Records contained in a dataset:
*****
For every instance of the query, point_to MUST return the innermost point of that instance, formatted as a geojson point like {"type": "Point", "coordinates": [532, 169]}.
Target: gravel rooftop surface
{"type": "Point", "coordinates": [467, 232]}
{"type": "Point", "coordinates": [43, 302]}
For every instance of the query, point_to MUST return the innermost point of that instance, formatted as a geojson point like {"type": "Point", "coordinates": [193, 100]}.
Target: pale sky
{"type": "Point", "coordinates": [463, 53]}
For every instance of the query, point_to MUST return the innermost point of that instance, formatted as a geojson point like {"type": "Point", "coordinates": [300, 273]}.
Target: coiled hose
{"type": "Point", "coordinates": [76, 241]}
*****
- _Set problem_: Output all the entries above as a Markdown table with two columns, Row and Line, putting one line per row and skipping any blank lines.

- _Answer_:
| Row | Line |
|---|---|
| 1 | For every instance of the query, point_to MUST return the innermost point of that instance, formatted as a geojson point like {"type": "Point", "coordinates": [532, 169]}. |
| 2 | Target: gravel rooftop surface |
| 3 | {"type": "Point", "coordinates": [467, 232]} |
| 4 | {"type": "Point", "coordinates": [43, 302]} |
| 5 | For every instance of the query, point_to MUST return the innermost point of that instance, formatted as a geojson point like {"type": "Point", "coordinates": [193, 100]}. |
| 6 | Target: pale sky |
| 7 | {"type": "Point", "coordinates": [463, 53]} |
| 8 | For every instance of the query, point_to MUST return the innermost point of that instance, formatted as a geojson point like {"type": "Point", "coordinates": [300, 273]}. |
| 9 | Target: coiled hose |
| 10 | {"type": "Point", "coordinates": [76, 241]} |